The 12 Point Plumbing Test

  1. Does your plumbing material have a long-term, proven performance record?
  2. Is it impermeable; can it block contaminants from penetrating its walls?
  3. Are the joints reliable; will they withstand rapid pressure and temperature changes?
  4. Will it perform well in hot and cold weather; is it easily thawed, if necessary?
  5. Does it resist punctures and abrasions and not embrittle with age?
  6. Can it inhibit the breeding of harmful germs?
  7. Will it not burn, or give off smoke or toxic fumes, when exposed to fire?
  8. For use with swimming pools and other outdoor locations, will it withstand the weather and the sun's ultraviolet rays?
  9. Is it virtually maintenance-free; does it have a low lifetime cost of ownership?
  10. Are other homeowners confident about it; will it increase the home's investment or resale value?
  11. Does it have nationwide approval of building inspectors and engineers?
  12. Does it have inherent quality and value, or is it false economy?

**Provided data**.
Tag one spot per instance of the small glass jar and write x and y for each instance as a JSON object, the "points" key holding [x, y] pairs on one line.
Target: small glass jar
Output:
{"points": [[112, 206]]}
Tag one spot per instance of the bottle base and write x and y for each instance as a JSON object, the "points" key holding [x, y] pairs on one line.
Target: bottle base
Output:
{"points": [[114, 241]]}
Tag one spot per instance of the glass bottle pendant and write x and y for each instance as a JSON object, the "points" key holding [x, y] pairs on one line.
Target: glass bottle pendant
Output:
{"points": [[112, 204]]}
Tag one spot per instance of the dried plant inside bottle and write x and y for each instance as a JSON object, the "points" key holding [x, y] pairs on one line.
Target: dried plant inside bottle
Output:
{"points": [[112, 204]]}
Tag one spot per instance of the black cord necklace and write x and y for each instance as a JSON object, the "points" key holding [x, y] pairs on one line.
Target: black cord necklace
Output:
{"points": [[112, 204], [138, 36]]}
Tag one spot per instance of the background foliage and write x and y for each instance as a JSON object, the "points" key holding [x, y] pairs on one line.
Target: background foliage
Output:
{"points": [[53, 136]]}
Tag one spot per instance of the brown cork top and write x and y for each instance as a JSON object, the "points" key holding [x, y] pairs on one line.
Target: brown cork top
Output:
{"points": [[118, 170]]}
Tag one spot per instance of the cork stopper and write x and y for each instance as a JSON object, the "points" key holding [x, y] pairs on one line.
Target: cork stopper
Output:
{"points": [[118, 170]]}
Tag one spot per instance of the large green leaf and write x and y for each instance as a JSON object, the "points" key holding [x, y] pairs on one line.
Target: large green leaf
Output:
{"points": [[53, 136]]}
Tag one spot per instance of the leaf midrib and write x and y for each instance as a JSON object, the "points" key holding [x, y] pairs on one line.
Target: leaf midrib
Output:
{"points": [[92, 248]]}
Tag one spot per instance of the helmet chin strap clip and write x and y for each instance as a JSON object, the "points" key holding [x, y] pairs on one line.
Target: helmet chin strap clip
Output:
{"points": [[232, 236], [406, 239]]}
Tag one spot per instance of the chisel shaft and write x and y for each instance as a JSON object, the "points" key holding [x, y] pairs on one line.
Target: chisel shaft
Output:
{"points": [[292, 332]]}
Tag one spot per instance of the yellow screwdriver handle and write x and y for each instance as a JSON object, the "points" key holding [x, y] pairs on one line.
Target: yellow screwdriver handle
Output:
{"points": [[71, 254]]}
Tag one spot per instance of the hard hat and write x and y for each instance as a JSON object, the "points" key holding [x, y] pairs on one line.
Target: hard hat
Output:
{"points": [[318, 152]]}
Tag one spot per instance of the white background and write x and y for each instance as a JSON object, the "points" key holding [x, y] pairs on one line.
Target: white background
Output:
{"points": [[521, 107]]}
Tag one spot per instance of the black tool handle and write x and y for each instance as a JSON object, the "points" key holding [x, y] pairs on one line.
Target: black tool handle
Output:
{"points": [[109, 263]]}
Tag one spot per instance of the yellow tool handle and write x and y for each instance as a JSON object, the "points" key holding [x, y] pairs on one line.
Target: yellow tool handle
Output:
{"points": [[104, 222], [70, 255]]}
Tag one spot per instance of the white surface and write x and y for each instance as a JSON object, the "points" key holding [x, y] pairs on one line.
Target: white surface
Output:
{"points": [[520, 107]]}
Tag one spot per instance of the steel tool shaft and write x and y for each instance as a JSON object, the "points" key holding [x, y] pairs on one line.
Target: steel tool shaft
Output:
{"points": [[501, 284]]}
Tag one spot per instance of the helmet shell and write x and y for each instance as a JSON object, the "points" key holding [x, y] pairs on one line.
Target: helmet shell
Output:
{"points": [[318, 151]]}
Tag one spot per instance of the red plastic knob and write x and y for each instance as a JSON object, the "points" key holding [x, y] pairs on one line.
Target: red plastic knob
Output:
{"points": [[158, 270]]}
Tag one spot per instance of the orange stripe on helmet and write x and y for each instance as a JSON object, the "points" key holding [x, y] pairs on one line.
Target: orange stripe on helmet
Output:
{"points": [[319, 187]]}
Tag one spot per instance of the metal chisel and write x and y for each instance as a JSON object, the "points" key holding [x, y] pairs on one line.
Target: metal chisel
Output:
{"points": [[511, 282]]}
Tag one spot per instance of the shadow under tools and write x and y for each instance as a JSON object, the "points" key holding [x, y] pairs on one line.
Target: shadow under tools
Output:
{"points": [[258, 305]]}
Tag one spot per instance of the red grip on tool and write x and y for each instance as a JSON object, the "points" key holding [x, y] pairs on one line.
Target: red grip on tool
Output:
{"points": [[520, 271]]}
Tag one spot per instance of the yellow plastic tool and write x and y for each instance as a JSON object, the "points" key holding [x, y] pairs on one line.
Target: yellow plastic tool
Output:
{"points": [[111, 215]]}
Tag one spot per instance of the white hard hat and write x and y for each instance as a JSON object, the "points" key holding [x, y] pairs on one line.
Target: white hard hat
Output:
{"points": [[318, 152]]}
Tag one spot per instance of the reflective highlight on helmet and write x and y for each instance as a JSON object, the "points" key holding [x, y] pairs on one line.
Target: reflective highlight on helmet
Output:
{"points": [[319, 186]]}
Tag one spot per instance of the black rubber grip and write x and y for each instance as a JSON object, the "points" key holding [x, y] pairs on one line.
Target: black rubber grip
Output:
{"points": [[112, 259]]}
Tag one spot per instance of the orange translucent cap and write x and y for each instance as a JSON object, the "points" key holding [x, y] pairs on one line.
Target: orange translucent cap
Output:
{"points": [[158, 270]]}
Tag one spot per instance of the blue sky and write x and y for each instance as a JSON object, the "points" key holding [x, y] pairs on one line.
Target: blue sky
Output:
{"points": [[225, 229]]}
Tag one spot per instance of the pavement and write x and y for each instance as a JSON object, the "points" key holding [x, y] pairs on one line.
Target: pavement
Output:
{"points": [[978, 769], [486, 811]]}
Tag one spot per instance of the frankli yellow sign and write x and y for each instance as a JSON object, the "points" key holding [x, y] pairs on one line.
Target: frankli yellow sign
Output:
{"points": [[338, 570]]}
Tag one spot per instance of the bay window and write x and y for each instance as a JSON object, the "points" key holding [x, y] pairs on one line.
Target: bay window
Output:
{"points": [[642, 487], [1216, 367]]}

**Task to complete**. Copy the passage on the plumbing test from "5. Does it resist" up to and including "cost of ownership?" without any changes.

**Exercise output**.
5. Does it resist punctures and abrasions and not embrittle with age?
  6. Can it inhibit the breeding of harmful germs?
  7. Will it not burn, or give off smoke or toxic fumes, when exposed to fire?
  8. For use with swimming pools and other outdoor locations, will it withstand the weather and the sun's ultraviolet rays?
  9. Is it virtually maintenance-free; does it have a low lifetime cost of ownership?